--- START Records shown ---

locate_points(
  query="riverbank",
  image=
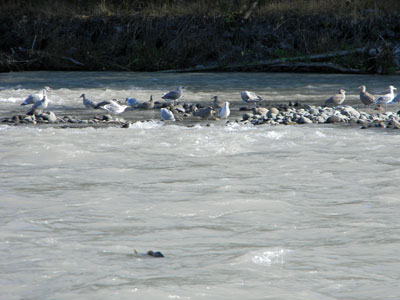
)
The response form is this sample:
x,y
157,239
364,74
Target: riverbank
x,y
237,39
189,115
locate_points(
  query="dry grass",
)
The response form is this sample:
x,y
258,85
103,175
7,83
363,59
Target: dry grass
x,y
340,8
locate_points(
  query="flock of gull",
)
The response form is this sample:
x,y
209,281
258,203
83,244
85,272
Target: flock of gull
x,y
40,102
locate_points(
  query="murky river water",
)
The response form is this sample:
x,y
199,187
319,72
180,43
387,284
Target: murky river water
x,y
268,212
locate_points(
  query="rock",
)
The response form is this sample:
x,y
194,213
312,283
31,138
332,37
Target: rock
x,y
333,119
304,120
262,111
247,116
49,116
107,118
350,112
274,111
29,119
72,120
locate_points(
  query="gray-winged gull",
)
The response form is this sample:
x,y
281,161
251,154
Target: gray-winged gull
x,y
250,97
217,103
33,98
365,97
114,108
387,98
167,115
204,113
132,102
106,102
87,103
174,95
147,105
337,99
224,112
395,99
39,106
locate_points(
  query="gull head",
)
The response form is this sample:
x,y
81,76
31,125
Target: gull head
x,y
363,88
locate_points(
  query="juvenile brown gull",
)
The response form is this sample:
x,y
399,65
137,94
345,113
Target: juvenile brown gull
x,y
167,115
365,97
173,95
86,102
250,97
39,106
224,112
217,103
337,99
33,98
115,108
147,105
387,98
132,102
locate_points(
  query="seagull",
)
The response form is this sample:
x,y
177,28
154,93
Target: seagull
x,y
167,115
217,104
365,97
250,97
39,106
106,102
147,105
204,113
174,95
387,98
114,108
33,98
224,112
395,99
87,103
337,99
132,102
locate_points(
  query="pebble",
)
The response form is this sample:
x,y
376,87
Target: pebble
x,y
291,114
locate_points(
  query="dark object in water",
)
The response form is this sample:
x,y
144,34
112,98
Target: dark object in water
x,y
155,254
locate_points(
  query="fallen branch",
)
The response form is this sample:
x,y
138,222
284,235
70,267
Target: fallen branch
x,y
74,61
279,61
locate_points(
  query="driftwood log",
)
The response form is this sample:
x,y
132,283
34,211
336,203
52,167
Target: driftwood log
x,y
285,63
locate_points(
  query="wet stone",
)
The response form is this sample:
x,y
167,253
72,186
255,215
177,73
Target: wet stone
x,y
333,119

--- END Records shown ---

What is required: Leaving the pictures aside, transcribe the entire listing exactly.

Solution to this exercise:
locate_points(
  query="riverbank",
  image=
)
The response form is this sample:
x,y
157,239
364,74
Target: riverbank
x,y
237,39
189,115
locate_points(
  query="dry grass",
)
The response form is this sample:
x,y
258,85
103,175
7,83
363,59
Target: dry grass
x,y
340,8
locate_points(
  query="flock of gull",
)
The response form is this sample:
x,y
209,281
258,203
83,244
85,272
Target: flock of gull
x,y
40,102
locate_points(
  query="murky river water",
)
The response form is this sample:
x,y
199,187
319,72
180,43
387,284
Target: murky river water
x,y
268,212
locate_points(
  query="rock",
)
The response form is this sample:
x,y
194,213
312,283
31,138
332,37
Target: rock
x,y
333,119
304,120
262,111
247,116
49,116
107,118
350,112
274,111
29,119
72,120
locate_points(
  query="gray-winged gull",
)
The response form is this sample:
x,y
281,161
251,154
Target: gray-winged gull
x,y
250,97
217,103
33,98
365,97
114,108
387,98
167,115
204,113
132,102
106,102
87,103
174,95
147,105
337,99
224,112
395,99
39,106
locate_points(
  query="gull head",
)
The response form is this sample:
x,y
81,76
31,125
Target: gull head
x,y
363,88
locate_points(
  query="juvenile brown gull",
)
The response form is this sample:
x,y
399,65
137,94
345,113
Target: juvenile brown gull
x,y
167,115
365,97
173,95
86,102
250,97
39,106
224,112
217,103
337,99
33,98
115,108
147,105
387,98
132,102
locate_points(
  query="seagull",
)
The response form is this sample:
x,y
177,28
154,93
Target: seagull
x,y
167,115
217,104
365,97
250,97
39,106
106,102
147,105
204,113
174,95
387,98
114,108
33,98
224,112
395,99
87,103
337,99
132,102
locate_points(
  query="pebble",
)
The response form is this sample:
x,y
376,87
Target: pebble
x,y
291,114
locate_points(
  query="dark object in water",
)
The response form is this sample:
x,y
144,34
112,98
Target: dark object in water
x,y
155,254
locate_points(
  query="fallen branch",
)
The response form is this sample:
x,y
138,222
284,235
70,267
Target: fallen branch
x,y
74,61
279,61
locate_points(
  query="driftwood log",
)
The response form is this sample:
x,y
132,283
34,211
336,203
52,167
Target: driftwood log
x,y
285,63
locate_points(
  query="wet stone",
)
The response form is this sample:
x,y
167,253
72,186
255,215
177,73
Target: wet stone
x,y
333,119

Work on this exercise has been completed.